(Text passage):
I know I’m supposed to be one of those over-educated lefties but one thing I love is a good hamburger. Hamburgers and beer. What could be better on a Friday night?
The trouble is, most of the burgers you buy at the big chains are gross. The beef patties are small and thin, the tomato slices (if you get any) are bland and crunchy, the cheese is processed and plastic, the onions are often raw, and the buns are more like cake than bread.
And who knows what’s likely to come off the hot plate at the local milk bar? That hamburger mince could have been sitting there since last week. Or, worse still, they’re using those frozen hamburger patties that are minced so fine that they could be soy bean, cow lung, or bone marrow and you couldn’t tell.
The obvious solution is to make your own. After all, it’s not like making risotto or cassoulet where there are all kinds of rules and a process that seems to take forever. When you make a burger you can make it however you want. Here’s how I like it.
I like to grill my hamburger over an open flame. I have gas barbecue out the back of my rented three bedroom suburban dwelling. It cost a couple of hundred bucks and it grills burgers and t-bones perfectly. I like to use lean beef mince from the supermarket. It doesn’t shrink as much and if you cook it quickly, it doesn’t get too dry. I don’t like to mess with a burger once I put it on the grill. I turn it once and I don’t squeeze it.
Contrary to the advice of leading health professionals I like my burger with grilled bacon. I prefer the streaky end. Grilling the bacon over an open flame makes it taste good. I’m also told that it increases the level of carcinogenic chemicals. Drinking beer helps reduce my level of concern over this issue.
I’m a big fan of fried onions. If your barbecue has a flat plate next to the grill then this is the perfect place to cook them. Make sure they’re well done. If your anything like me, then your barbecue’s hotplate will have accumulated all kinds residues which add to the flavor. If you’re worried about this then drink beer.
Salad is always good on a burger. I like greens which are slightly bitter, but many people prefer a sweet crunchy iceberg lettuce. It’s up to you. When it comes to tomato I’m a bit picky. I like tomatoes which are vine ripened, deep red, and pulpy. The best ones are the ones you grow yourself. But with water restrictions and all, you’ll probably have to buy them from the markets. When I’m in the mood I add some cucumber or pickles.
Some people like cheese on their burger. I don’t. I prefer to save it for toasted ham sandwiches. As for buns I like bread with a bit of chew to it. My favorite is those round turkish rolls. Hamburger chains serve their burgers in buns which are more like cake than proper bread. It’s not the sweetness than bothers me so much as the texture.
Cooking burgers is all about timing. Grilling, frying, and toasting are all simple enough. The real trick is making sure that the beef, bacon, onions, and toasted buns are all ready at the same time. Too much beer can interfere with this so, like everything in life, it’s about balance.
I’m open to readers’ ideas on this issue. What’s the best way to make a burger?
Mix up mince with superfine onion and garlic, and a large handful of whatever’s good in the garden, eg thyme. Bind with an egg. If you’re very keen, slip a little nuggety slice of blue cheese into the middle of the patty. Cook, as directed above, just long enough to start to melt cheese. Put on a toated sourdough roll with beetroot relish (grate, cook v. slowly with currants, palm sugar and a dash of water), fat slices of homegrown tomato and a large quantity of bitey green things.

(Short task a):
Gather every line in the rows below that contains the string "window", treating uppercase and lowercase as different.
The rows have no connection to the text about making hamburgers.

Source data:
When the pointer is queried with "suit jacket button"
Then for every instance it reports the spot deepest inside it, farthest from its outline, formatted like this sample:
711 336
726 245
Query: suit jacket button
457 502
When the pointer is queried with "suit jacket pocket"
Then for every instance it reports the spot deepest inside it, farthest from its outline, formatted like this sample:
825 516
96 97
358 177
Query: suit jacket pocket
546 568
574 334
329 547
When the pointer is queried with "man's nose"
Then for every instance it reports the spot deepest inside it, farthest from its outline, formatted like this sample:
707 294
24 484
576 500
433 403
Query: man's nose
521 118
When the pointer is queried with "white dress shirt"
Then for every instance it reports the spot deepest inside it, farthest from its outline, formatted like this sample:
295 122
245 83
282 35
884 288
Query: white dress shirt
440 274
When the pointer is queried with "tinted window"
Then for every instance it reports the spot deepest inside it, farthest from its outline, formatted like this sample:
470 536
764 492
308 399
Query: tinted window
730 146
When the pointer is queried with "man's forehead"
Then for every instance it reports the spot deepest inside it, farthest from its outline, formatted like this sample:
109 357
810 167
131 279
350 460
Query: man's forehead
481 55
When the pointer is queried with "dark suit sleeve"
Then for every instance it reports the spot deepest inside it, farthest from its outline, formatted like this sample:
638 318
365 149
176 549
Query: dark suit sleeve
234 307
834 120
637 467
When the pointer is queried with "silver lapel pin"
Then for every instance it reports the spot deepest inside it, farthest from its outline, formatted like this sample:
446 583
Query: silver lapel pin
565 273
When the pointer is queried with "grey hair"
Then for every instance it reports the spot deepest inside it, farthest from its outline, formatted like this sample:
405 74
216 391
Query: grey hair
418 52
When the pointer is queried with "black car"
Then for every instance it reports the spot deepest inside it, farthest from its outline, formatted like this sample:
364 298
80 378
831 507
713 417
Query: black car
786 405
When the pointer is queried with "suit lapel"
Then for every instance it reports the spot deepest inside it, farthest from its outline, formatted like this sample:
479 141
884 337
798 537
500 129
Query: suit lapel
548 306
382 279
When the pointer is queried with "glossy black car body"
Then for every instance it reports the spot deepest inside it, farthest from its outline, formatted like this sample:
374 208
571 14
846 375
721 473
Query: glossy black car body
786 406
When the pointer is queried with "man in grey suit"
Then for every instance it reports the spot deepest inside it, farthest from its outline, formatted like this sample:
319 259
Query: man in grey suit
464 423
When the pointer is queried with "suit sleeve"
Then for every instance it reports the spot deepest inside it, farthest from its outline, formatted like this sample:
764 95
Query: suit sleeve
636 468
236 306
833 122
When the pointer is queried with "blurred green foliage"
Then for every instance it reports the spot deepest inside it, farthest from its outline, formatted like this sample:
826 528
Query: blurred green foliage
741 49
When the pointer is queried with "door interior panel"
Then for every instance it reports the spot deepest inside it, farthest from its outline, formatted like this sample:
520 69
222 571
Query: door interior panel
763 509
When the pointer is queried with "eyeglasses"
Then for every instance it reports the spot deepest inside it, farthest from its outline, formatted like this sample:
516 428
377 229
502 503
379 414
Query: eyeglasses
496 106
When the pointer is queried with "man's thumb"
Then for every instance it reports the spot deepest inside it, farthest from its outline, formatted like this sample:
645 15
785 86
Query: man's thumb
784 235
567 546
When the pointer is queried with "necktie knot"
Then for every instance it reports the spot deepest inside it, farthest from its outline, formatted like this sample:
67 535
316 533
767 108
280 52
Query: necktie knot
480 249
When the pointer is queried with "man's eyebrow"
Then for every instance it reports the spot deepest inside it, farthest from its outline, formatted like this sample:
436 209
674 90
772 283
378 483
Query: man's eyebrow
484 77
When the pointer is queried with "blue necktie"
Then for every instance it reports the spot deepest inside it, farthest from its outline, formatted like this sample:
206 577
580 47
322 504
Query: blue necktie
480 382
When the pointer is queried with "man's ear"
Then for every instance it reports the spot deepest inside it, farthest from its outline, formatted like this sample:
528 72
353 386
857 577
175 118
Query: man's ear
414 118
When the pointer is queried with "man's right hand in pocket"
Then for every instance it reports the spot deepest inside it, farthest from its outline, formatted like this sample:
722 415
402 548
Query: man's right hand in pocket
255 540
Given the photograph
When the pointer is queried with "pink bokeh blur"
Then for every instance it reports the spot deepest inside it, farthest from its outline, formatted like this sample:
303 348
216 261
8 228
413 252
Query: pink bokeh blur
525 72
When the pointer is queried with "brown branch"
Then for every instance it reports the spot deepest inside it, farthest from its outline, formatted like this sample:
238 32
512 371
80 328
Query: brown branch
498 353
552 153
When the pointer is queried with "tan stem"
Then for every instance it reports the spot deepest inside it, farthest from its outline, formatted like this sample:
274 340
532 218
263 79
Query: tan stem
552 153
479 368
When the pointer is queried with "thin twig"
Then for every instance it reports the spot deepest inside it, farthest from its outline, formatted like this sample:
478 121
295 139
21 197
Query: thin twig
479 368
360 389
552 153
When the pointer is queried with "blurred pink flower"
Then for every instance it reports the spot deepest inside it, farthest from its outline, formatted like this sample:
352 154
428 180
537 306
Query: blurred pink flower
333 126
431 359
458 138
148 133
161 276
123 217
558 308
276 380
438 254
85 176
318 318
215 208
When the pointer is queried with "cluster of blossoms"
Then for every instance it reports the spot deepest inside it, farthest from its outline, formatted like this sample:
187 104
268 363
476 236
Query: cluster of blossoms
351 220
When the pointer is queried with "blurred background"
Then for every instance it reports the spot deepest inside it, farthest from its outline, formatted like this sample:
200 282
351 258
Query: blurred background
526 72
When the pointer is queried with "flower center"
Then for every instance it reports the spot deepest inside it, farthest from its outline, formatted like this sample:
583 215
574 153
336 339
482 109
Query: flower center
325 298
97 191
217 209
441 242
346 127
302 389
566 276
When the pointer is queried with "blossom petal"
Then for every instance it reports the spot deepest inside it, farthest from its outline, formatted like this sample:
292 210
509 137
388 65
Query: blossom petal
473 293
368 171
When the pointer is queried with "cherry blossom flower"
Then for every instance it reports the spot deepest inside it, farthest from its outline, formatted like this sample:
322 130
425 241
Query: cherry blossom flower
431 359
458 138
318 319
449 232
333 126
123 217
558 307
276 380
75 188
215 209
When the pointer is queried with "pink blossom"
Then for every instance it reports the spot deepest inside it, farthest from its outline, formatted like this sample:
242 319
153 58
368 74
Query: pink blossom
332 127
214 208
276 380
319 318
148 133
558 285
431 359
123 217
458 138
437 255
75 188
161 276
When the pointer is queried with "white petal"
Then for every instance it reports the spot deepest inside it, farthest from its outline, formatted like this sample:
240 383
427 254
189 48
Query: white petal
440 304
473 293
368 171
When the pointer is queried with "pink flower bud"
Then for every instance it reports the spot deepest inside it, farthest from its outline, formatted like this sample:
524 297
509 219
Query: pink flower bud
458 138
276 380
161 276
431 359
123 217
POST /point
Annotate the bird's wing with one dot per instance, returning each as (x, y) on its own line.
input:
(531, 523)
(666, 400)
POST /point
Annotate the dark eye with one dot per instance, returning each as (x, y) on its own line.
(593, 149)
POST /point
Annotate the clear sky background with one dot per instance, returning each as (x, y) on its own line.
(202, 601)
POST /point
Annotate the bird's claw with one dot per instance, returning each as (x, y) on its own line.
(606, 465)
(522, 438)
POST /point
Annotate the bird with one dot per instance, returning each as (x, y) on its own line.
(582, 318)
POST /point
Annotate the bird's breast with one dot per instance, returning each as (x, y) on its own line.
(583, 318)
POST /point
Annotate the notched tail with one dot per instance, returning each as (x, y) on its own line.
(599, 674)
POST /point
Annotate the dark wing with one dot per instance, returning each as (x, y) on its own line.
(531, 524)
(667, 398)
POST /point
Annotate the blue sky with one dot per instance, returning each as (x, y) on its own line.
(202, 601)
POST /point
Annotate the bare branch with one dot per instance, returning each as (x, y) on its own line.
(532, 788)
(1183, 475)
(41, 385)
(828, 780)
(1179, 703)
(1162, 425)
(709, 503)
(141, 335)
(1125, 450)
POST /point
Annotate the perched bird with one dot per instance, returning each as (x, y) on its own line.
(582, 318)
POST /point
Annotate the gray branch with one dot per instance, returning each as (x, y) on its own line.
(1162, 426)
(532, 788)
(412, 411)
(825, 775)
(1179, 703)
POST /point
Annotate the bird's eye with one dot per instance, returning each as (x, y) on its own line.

(Short task b):
Rewrite the burger text starting with "The trouble is, most" and going on through "cake than bread.", swapping "gross" for "awful" each time it appears.

(Result a):
When the pointer is queried with "tinted window"
Query: tinted window

(Result b):
The trouble is, most of the burgers you buy at the big chains are awful. The beef patties are small and thin, the tomato slices (if you get any) are bland and crunchy, the cheese is processed and plastic, the onions are often raw, and the buns are more like cake than bread.